**TEXT TO READ**

While some freelance workers will jump from job to job like hired guns, companies like IBM and Sun Microsystems Inc. (SUNW) want to have a core of careerists to provide continuity. ''Enduring relations with employees become an enormous asset, because those employees are what connects the company to its partners,'' says James N. Baron, a professor at Stanford University's Graduate School of Business.

And just as companies want to hang onto a core of permanent employees, they'll want to retain some key business functions in-house as well. Forget the vision of the entirely ''virtual'' corporation in which nearly everything is outsourced. Clayton M. Christensen, author of The Innovator's Dilemma, points out in an essay written for this issue (page 180) that outsourcing won't work for cutting-edge products whose specifications are in flux.

Still, corporations in the 21st century will evolve new forms of close interaction. Silicon Valley is the exemplar of a new kind of interdependence: Skilled engineers jump between companies as easily as switching desks, and as they do, they spread ideas. ''In some ways, Silicon Valley performs as a large decentralized corporation,'' Philip Evans and Thomas S. Wurster of Boston Consulting Group Inc. write in their new book, Blown to Bits.

**JOB 1**
Output as a numbered list, with blank lines omitted, the records from the first line through the line holding "<point>338,72</point>", both included. Leave the pictures out.

**DATASET EXCERPTS**
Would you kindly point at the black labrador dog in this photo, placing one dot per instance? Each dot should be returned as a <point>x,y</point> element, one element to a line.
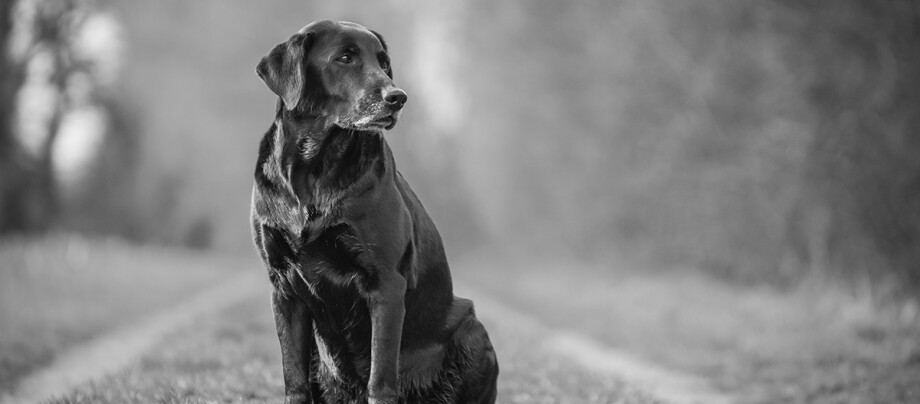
<point>362,294</point>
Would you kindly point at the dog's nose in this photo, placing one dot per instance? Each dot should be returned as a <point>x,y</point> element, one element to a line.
<point>395,98</point>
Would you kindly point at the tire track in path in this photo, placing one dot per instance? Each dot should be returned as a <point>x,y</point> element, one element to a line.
<point>118,349</point>
<point>115,350</point>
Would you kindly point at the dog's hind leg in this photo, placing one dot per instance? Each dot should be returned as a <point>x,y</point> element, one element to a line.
<point>480,370</point>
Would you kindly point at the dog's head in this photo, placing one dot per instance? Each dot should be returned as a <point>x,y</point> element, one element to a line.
<point>338,72</point>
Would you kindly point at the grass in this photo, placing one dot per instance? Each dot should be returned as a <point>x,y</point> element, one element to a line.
<point>814,344</point>
<point>234,357</point>
<point>60,290</point>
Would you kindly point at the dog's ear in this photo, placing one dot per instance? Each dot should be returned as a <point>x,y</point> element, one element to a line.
<point>282,69</point>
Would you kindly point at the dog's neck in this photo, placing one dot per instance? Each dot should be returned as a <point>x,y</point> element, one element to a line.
<point>311,165</point>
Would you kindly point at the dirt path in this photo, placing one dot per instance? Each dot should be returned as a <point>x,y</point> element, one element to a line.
<point>540,364</point>
<point>668,385</point>
<point>114,351</point>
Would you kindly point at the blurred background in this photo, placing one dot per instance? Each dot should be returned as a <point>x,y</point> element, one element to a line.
<point>761,141</point>
<point>729,187</point>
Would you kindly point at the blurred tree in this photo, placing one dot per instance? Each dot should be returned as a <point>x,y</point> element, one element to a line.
<point>13,213</point>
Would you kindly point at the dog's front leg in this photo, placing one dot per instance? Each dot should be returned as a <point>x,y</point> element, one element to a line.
<point>295,332</point>
<point>387,309</point>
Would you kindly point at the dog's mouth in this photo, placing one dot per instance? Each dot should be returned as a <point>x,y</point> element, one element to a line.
<point>383,123</point>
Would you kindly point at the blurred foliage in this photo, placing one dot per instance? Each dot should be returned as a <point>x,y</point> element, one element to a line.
<point>759,140</point>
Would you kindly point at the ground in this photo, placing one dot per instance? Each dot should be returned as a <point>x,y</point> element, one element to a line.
<point>753,345</point>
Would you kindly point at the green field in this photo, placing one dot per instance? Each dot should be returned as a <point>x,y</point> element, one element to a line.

**JOB 2**
Edit the passage on corporate workforces between "Still, corporations in" and "Blown to Bits.", inclusive, so that "Talented engineers" stands in place of "Skilled engineers".

**FINAL ANSWER 1**
1. Would you kindly point at the black labrador dog in this photo, placing one dot per instance? Each dot should be returned as a <point>x,y</point> element, one element to a line.
2. <point>362,294</point>
3. Would you kindly point at the dog's nose in this photo, placing one dot per instance? Each dot should be returned as a <point>x,y</point> element, one element to a line.
4. <point>395,98</point>
5. Would you kindly point at the tire track in path in this photo, placing one dot per instance? Each dot should be returned as a <point>x,y</point> element, one element to a line.
6. <point>118,349</point>
7. <point>115,350</point>
8. Would you kindly point at the dog's hind leg in this photo, placing one dot per instance? Each dot should be returned as a <point>x,y</point> element, one element to a line.
9. <point>480,370</point>
10. Would you kindly point at the dog's head in this photo, placing one dot per instance? Each dot should be returned as a <point>x,y</point> element, one element to a line.
11. <point>338,72</point>

**FINAL ANSWER 2**
Still, corporations in the 21st century will evolve new forms of close interaction. Silicon Valley is the exemplar of a new kind of interdependence: Talented engineers jump between companies as easily as switching desks, and as they do, they spread ideas. ''In some ways, Silicon Valley performs as a large decentralized corporation,'' Philip Evans and Thomas S. Wurster of Boston Consulting Group Inc. write in their new book, Blown to Bits.